> [Aim]: Render the records below as a numbered list with one line per entry, leaving out any blank lines.

◆ ◆ ◆ ◆ ◆ ◆ ◆

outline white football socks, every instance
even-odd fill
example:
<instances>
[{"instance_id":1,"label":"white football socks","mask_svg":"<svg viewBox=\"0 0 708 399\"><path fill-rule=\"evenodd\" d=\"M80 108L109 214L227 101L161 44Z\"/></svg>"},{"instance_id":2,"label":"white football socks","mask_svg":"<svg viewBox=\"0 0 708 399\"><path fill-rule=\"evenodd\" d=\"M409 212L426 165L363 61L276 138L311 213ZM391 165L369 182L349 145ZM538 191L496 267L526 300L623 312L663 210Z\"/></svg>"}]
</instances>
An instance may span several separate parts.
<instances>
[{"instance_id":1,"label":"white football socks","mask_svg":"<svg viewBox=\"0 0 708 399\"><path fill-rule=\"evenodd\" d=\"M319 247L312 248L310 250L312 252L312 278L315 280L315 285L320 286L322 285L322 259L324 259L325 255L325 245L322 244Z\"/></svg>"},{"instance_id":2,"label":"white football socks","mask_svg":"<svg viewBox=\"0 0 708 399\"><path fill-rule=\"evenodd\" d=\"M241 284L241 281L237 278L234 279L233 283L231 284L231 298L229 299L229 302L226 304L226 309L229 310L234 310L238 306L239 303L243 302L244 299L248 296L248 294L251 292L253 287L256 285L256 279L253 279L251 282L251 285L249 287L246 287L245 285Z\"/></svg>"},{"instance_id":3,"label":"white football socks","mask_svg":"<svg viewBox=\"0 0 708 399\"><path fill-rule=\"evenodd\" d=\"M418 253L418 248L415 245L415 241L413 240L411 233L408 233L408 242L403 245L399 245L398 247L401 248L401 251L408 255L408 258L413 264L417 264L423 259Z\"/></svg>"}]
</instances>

◆ ◆ ◆ ◆ ◆ ◆ ◆

> [Task output]:
1. outline white football socks, every instance
2. even-odd fill
3. example:
4. <instances>
5. [{"instance_id":1,"label":"white football socks","mask_svg":"<svg viewBox=\"0 0 708 399\"><path fill-rule=\"evenodd\" d=\"M80 108L109 214L227 101L161 44Z\"/></svg>"},{"instance_id":2,"label":"white football socks","mask_svg":"<svg viewBox=\"0 0 708 399\"><path fill-rule=\"evenodd\" d=\"M409 212L426 165L363 61L276 138L311 213ZM391 165L369 182L349 145ZM538 191L496 267L526 300L623 312L663 210Z\"/></svg>"}]
6. </instances>
7. An instance may span several separate parts.
8. <instances>
9. [{"instance_id":1,"label":"white football socks","mask_svg":"<svg viewBox=\"0 0 708 399\"><path fill-rule=\"evenodd\" d=\"M319 247L312 248L310 250L312 252L312 278L315 280L315 285L320 286L322 285L322 259L324 259L325 255L325 245L322 244Z\"/></svg>"},{"instance_id":2,"label":"white football socks","mask_svg":"<svg viewBox=\"0 0 708 399\"><path fill-rule=\"evenodd\" d=\"M241 284L241 281L237 278L234 279L233 283L231 284L231 298L229 299L229 302L226 304L226 309L229 310L234 310L238 306L239 303L243 302L244 299L248 296L248 294L251 292L253 287L256 285L256 279L253 279L251 282L251 285L249 287L246 287L245 285Z\"/></svg>"},{"instance_id":3,"label":"white football socks","mask_svg":"<svg viewBox=\"0 0 708 399\"><path fill-rule=\"evenodd\" d=\"M418 253L418 248L415 245L415 241L413 240L411 233L408 233L408 242L403 245L399 245L398 247L401 248L401 251L408 255L408 258L413 264L417 264L423 259Z\"/></svg>"}]
10. </instances>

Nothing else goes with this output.